Data supplied =>

---+---

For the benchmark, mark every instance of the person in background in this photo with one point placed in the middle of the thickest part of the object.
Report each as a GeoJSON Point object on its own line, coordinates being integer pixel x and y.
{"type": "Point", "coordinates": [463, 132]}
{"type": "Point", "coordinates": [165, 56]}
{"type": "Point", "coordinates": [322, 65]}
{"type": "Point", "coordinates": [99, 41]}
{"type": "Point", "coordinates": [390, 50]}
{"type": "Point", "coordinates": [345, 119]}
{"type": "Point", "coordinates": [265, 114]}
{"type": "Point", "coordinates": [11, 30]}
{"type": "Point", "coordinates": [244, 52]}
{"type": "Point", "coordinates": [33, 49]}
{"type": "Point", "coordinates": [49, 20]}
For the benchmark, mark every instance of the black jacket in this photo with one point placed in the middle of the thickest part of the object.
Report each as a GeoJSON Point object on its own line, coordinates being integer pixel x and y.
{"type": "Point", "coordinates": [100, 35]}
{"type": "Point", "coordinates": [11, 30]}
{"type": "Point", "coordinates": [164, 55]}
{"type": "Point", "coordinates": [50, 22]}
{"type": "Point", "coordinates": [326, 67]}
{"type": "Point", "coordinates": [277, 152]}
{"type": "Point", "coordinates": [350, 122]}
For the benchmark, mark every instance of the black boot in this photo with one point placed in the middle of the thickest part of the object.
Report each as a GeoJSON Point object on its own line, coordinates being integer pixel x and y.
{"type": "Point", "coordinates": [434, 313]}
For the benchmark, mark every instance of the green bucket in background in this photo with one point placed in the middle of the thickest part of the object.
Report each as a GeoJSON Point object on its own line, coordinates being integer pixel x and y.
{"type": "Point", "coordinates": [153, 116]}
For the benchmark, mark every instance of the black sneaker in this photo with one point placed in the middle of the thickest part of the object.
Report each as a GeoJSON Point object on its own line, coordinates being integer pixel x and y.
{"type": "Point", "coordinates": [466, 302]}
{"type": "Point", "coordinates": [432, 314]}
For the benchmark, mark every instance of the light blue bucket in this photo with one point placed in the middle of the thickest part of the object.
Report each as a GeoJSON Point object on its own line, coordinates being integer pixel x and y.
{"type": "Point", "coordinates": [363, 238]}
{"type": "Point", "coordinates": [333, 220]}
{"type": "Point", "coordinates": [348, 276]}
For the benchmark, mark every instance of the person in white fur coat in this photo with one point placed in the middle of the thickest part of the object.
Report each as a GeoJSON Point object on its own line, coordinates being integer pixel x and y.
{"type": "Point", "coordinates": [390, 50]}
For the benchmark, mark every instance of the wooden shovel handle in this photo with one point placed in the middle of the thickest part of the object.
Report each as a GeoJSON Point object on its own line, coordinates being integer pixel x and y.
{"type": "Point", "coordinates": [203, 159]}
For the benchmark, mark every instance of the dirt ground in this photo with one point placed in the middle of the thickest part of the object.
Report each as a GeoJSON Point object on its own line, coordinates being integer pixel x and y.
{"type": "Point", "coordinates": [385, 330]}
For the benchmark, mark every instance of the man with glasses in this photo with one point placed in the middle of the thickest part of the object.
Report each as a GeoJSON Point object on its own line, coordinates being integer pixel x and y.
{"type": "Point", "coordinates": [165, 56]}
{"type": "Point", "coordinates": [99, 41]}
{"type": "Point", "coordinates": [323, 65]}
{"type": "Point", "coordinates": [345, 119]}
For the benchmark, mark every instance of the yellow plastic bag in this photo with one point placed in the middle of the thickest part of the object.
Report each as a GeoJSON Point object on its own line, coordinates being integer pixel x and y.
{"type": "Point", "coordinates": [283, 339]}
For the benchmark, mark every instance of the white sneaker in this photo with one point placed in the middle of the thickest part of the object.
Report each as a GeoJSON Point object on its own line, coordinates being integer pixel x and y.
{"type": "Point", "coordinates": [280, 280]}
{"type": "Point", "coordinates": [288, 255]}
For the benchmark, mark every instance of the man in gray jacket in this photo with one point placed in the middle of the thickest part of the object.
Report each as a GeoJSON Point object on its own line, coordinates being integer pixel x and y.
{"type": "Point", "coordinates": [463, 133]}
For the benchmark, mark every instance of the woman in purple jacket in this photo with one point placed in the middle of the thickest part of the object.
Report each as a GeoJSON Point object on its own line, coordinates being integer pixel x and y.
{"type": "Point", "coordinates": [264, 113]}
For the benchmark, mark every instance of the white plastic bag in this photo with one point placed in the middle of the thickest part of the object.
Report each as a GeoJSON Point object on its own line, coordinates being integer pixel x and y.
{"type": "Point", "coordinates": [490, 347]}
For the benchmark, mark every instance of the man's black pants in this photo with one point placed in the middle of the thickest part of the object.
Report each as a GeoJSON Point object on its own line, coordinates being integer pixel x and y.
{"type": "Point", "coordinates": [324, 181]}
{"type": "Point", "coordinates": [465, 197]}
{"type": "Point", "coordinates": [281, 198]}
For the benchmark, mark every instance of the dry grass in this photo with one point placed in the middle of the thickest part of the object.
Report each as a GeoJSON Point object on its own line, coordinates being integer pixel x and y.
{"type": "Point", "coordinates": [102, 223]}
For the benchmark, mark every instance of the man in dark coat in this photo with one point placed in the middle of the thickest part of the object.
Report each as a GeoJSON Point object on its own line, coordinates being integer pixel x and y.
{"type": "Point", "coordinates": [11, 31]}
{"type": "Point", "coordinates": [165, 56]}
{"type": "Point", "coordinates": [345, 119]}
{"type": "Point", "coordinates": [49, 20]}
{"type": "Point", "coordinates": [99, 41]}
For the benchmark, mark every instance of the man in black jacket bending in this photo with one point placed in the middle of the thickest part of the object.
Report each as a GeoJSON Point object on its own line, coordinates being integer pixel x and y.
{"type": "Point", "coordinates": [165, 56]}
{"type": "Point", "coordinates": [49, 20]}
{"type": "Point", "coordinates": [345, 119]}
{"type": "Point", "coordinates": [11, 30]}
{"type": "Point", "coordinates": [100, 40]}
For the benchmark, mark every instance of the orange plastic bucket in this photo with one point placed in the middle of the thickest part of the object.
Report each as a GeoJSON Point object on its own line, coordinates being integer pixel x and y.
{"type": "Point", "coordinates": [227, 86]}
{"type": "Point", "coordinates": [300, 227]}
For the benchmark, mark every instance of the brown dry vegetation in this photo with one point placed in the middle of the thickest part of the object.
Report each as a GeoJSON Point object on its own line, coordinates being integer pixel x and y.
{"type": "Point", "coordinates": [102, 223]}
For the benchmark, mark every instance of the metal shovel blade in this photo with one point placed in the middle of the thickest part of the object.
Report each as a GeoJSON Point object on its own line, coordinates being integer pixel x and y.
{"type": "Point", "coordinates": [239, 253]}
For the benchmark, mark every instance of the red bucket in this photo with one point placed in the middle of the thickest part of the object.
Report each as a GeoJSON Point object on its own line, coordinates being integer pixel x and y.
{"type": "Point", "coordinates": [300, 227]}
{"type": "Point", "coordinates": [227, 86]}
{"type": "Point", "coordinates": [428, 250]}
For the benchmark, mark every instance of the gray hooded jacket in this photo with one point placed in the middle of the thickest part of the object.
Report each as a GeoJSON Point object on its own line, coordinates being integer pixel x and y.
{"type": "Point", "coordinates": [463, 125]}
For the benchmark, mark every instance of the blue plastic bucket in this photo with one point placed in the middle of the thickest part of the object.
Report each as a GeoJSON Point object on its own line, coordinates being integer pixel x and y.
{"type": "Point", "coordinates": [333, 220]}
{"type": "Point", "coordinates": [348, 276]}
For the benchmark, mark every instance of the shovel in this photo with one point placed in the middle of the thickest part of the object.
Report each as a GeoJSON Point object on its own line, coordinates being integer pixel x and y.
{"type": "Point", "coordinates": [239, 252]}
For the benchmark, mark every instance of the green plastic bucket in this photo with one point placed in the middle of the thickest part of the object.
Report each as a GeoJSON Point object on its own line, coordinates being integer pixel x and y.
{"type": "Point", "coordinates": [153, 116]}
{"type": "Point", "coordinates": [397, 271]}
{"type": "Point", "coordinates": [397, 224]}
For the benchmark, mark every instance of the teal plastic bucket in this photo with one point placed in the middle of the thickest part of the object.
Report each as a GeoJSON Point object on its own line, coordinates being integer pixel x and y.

---+---

Short exercise => Reproduce only those lines of the entries above that run from the line with "For the benchmark, mark every instance of the green plastic" to the final line.

Solution =>
For the benchmark, mark every instance of the green plastic bucket in this photo with one point placed in the middle of the thickest part of the object.
Report each as a GeoJSON Point object on its own line, coordinates being integer pixel x and y.
{"type": "Point", "coordinates": [153, 116]}
{"type": "Point", "coordinates": [397, 271]}
{"type": "Point", "coordinates": [397, 224]}
For the benchmark, mark every instance of the teal plastic bucket in this photo with one point placed in the middle of the thickest part of the object.
Report each as a GeoJSON Point object on its own line, coordinates being integer pixel x and y.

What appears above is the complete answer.